Raw records
—————

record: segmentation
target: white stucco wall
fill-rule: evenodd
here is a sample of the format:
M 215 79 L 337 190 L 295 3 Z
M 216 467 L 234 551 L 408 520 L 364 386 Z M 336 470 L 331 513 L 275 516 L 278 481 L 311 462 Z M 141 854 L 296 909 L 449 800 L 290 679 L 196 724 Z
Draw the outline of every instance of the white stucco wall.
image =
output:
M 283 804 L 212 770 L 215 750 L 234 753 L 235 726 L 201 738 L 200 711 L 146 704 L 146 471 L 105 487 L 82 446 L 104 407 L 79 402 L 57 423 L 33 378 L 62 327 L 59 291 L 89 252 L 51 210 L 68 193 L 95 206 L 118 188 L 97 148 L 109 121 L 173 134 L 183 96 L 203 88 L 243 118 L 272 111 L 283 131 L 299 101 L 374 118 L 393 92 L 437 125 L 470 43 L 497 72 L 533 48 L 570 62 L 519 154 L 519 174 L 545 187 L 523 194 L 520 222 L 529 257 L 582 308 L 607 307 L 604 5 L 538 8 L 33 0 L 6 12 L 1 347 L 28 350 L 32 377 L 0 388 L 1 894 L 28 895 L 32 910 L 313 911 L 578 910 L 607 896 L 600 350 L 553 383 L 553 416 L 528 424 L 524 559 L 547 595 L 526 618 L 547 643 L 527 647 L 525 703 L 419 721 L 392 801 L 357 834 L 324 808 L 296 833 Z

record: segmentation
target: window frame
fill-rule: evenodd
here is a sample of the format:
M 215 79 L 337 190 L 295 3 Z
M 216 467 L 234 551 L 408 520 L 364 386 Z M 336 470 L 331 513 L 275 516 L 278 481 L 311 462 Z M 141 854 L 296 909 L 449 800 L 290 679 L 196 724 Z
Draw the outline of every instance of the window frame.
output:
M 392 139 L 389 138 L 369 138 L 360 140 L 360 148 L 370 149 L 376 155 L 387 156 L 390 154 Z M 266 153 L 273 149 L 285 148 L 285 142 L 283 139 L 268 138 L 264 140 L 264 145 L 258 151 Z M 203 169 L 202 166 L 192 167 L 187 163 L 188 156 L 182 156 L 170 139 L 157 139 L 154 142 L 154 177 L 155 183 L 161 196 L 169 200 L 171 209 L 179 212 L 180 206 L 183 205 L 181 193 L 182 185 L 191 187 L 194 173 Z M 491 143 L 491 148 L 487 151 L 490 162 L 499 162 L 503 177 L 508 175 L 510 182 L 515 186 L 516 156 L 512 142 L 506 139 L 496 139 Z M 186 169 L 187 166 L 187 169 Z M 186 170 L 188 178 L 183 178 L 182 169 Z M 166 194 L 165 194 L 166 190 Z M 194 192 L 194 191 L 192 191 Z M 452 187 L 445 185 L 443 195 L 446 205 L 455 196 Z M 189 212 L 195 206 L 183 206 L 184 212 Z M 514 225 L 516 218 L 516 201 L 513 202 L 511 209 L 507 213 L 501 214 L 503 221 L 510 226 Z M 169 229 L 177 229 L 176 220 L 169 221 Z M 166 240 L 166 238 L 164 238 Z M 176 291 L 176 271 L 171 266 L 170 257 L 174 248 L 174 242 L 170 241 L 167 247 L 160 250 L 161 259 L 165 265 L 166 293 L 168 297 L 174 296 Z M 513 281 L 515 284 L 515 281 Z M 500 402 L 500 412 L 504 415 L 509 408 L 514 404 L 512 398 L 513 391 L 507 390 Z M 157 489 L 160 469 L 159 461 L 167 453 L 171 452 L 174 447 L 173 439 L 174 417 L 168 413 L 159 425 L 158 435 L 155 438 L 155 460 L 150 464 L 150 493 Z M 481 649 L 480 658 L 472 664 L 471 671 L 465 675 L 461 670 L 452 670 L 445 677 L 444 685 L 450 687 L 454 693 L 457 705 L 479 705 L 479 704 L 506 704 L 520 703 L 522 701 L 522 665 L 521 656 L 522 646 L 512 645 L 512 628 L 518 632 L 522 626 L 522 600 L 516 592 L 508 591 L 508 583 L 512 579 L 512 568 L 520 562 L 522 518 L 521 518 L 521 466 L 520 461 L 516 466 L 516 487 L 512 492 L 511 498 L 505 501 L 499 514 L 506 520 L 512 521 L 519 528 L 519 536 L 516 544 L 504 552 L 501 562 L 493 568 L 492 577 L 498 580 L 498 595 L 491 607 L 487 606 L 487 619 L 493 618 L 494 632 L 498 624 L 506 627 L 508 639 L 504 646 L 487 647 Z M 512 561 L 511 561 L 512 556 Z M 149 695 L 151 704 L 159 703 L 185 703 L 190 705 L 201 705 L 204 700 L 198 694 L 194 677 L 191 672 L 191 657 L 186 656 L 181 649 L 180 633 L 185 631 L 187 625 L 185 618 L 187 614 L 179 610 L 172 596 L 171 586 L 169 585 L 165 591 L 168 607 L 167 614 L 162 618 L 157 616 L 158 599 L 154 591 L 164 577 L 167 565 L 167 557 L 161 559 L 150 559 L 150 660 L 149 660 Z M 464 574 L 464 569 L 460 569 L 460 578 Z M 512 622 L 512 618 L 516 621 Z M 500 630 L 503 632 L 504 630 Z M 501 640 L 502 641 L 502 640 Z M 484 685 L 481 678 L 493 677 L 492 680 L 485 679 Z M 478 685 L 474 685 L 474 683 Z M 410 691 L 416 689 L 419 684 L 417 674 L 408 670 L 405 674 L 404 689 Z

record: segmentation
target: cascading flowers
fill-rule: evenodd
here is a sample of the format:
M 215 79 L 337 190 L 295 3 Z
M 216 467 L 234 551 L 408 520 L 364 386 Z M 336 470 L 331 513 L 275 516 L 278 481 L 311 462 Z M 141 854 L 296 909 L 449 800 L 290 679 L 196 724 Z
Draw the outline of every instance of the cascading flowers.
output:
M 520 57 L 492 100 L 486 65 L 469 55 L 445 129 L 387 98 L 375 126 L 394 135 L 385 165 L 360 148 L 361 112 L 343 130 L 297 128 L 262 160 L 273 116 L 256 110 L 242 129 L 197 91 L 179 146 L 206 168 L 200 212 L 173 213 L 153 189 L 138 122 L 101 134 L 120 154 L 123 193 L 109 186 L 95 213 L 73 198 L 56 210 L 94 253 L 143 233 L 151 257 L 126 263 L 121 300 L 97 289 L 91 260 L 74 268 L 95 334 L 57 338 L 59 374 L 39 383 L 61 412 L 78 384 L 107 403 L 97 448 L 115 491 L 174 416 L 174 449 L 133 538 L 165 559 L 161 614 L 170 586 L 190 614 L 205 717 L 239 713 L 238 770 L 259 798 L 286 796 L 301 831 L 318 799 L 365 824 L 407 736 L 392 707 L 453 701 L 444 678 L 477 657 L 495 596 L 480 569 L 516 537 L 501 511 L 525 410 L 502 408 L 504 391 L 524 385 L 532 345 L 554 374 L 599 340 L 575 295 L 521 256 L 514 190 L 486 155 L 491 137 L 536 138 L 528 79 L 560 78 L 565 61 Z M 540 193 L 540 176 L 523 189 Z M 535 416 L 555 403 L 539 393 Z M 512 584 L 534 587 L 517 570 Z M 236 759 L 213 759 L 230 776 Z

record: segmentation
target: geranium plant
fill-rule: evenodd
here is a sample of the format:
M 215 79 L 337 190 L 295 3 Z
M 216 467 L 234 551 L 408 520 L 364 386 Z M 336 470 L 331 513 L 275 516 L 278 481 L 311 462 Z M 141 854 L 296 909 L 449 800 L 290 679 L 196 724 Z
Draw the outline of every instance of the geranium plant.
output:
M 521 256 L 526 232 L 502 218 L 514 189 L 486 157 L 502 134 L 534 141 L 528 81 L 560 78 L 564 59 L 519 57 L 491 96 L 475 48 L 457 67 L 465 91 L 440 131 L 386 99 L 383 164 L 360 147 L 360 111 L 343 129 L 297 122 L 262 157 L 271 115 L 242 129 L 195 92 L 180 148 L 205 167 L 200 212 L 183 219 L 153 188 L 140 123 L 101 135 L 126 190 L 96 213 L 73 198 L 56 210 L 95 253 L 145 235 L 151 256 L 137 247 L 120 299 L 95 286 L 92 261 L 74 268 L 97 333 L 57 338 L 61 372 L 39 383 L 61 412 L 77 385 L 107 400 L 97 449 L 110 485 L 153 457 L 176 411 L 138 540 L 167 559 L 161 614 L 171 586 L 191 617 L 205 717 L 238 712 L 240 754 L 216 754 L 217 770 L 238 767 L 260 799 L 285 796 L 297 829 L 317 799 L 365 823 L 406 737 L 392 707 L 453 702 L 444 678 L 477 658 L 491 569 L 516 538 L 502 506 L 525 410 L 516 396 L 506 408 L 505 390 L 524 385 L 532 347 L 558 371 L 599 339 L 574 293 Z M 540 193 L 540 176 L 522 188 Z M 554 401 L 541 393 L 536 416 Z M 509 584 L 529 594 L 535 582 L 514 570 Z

—————

» YOUR INSTRUCTIONS: Please put the data above into a JSON list of strings, one string per line, starting with the first line and going on through the line that contains "M 283 804 L", both included. Leave out blank lines.

» SOLUTION FOR THIS EXERCISE:
[
  "record: segmentation",
  "target: white stucco wall",
  "fill-rule: evenodd",
  "here is a sample of the format:",
  "M 215 79 L 337 190 L 295 3 Z",
  "M 216 467 L 234 551 L 408 520 L 364 386 Z M 336 470 L 331 513 L 275 516 L 278 481 L 311 462 Z M 141 854 L 296 909 L 449 800 L 290 679 L 196 724 Z",
  "Draw the outline of every instance of the white stucco wall.",
  "image =",
  "output:",
  "M 283 804 L 212 770 L 215 750 L 234 753 L 235 726 L 201 738 L 200 711 L 146 704 L 146 471 L 105 487 L 82 446 L 104 407 L 79 402 L 57 423 L 33 378 L 62 327 L 59 291 L 89 252 L 51 210 L 68 193 L 95 206 L 118 188 L 97 148 L 109 121 L 173 134 L 183 96 L 203 88 L 243 118 L 272 111 L 283 131 L 299 101 L 374 118 L 393 92 L 437 125 L 470 43 L 497 72 L 533 48 L 570 62 L 519 154 L 519 174 L 545 187 L 523 194 L 520 222 L 529 257 L 582 308 L 607 307 L 604 5 L 538 8 L 33 0 L 6 12 L 1 347 L 28 350 L 32 377 L 0 388 L 1 894 L 28 895 L 32 910 L 313 911 L 578 910 L 607 896 L 600 350 L 553 383 L 553 416 L 528 424 L 524 559 L 547 595 L 526 618 L 547 643 L 527 647 L 525 703 L 419 721 L 392 801 L 357 834 L 324 808 L 296 833 Z"
]